» **Instructions to follow**
Add -86 to every coordinate in the answers, and write out again the entries from the line with "Return one point for each instance of the thin" up to and including the last line of the entries, requests included.

(Data items)
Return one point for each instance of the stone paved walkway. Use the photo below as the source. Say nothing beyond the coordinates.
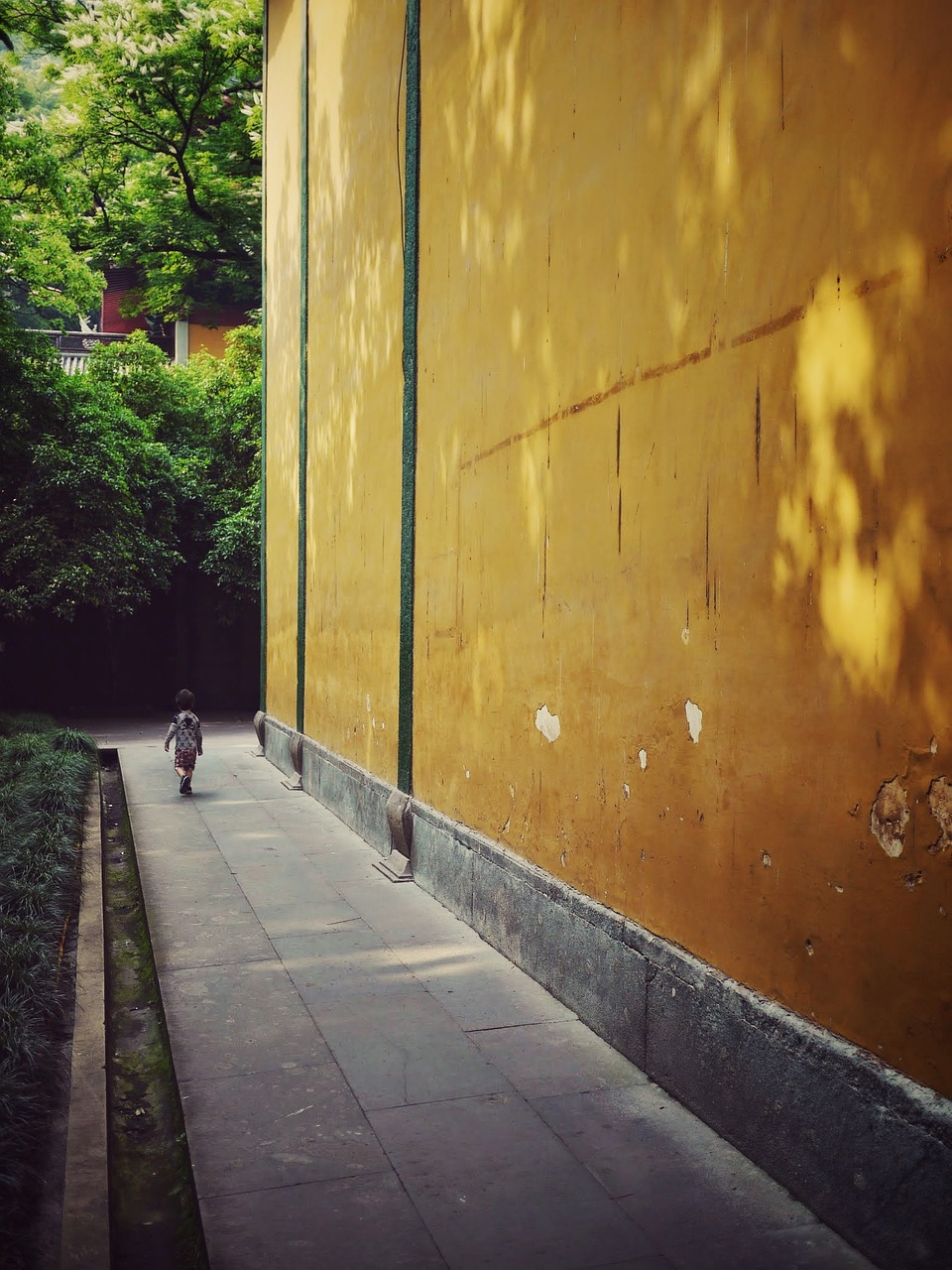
(366, 1083)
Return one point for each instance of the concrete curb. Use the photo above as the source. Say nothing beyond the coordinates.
(85, 1211)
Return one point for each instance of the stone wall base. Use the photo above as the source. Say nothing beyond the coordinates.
(857, 1142)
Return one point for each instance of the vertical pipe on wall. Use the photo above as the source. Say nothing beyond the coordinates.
(302, 391)
(408, 508)
(263, 500)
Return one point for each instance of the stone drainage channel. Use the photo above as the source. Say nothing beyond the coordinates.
(154, 1216)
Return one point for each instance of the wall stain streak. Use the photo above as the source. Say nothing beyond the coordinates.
(654, 372)
(770, 327)
(757, 431)
(707, 550)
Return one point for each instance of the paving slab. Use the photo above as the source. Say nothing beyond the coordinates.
(543, 1060)
(403, 1049)
(498, 1189)
(235, 1020)
(278, 1128)
(352, 1223)
(367, 1083)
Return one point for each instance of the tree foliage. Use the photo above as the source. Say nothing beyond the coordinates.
(158, 96)
(86, 490)
(37, 198)
(207, 414)
(159, 132)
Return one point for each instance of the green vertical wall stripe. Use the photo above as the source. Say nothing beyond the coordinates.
(408, 506)
(302, 394)
(263, 507)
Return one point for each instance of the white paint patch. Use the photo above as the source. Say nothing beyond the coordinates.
(889, 818)
(547, 724)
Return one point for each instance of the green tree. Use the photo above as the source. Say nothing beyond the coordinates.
(86, 490)
(158, 125)
(39, 263)
(207, 414)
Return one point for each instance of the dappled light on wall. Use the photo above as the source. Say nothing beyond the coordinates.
(853, 530)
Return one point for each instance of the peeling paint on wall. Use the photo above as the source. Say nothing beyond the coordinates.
(941, 807)
(547, 724)
(889, 817)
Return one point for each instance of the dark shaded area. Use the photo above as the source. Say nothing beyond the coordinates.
(99, 663)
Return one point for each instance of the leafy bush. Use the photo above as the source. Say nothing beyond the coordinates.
(45, 776)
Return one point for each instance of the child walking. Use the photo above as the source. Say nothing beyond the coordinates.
(185, 730)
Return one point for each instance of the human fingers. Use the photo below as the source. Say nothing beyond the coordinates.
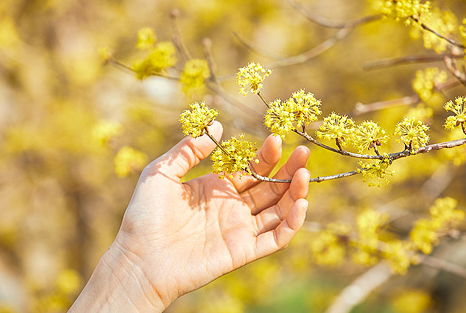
(271, 217)
(279, 237)
(268, 156)
(265, 194)
(186, 154)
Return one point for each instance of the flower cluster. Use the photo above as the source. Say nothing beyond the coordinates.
(129, 160)
(251, 77)
(426, 81)
(444, 22)
(146, 38)
(192, 78)
(402, 9)
(412, 132)
(336, 127)
(162, 56)
(299, 110)
(459, 109)
(368, 223)
(444, 217)
(279, 118)
(195, 121)
(376, 174)
(234, 156)
(368, 135)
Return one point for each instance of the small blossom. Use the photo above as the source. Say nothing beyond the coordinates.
(129, 160)
(305, 107)
(426, 81)
(368, 135)
(104, 131)
(192, 78)
(146, 38)
(402, 9)
(412, 132)
(251, 77)
(279, 118)
(105, 54)
(234, 157)
(195, 121)
(444, 217)
(459, 109)
(336, 127)
(300, 109)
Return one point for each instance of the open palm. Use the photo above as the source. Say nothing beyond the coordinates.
(181, 236)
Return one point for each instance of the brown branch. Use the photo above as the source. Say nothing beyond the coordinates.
(408, 60)
(443, 265)
(254, 48)
(322, 21)
(427, 28)
(380, 105)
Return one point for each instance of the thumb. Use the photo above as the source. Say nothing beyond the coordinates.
(186, 154)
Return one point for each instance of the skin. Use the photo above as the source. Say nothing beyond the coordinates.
(177, 237)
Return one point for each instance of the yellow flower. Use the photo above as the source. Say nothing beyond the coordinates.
(146, 38)
(459, 109)
(234, 157)
(444, 217)
(279, 118)
(376, 174)
(129, 160)
(336, 127)
(402, 9)
(412, 132)
(305, 107)
(192, 78)
(159, 58)
(368, 135)
(104, 131)
(328, 246)
(251, 77)
(195, 121)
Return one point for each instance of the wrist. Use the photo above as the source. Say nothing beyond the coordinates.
(118, 284)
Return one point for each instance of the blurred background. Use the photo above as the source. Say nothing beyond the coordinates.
(75, 133)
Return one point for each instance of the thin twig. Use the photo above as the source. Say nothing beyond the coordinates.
(322, 21)
(380, 105)
(391, 156)
(260, 51)
(450, 63)
(427, 28)
(407, 60)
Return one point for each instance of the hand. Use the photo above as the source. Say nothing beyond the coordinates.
(176, 237)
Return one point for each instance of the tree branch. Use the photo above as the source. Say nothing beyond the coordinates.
(322, 21)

» **Task answer**
Return one point for each instance of the thin twig. Use the photo above as the source. Say nothing beyond the coordinates.
(236, -65)
(294, 19)
(305, 70)
(174, -35)
(364, -23)
(341, -58)
(321, -26)
Return one point for each instance of the hand. Use the photo above as the source. Say nothing beyond the coordinates.
(90, 151)
Return one point for each instance of the tree branch. Use the photo above as the source. Say nothing beyond the coordinates.
(236, -65)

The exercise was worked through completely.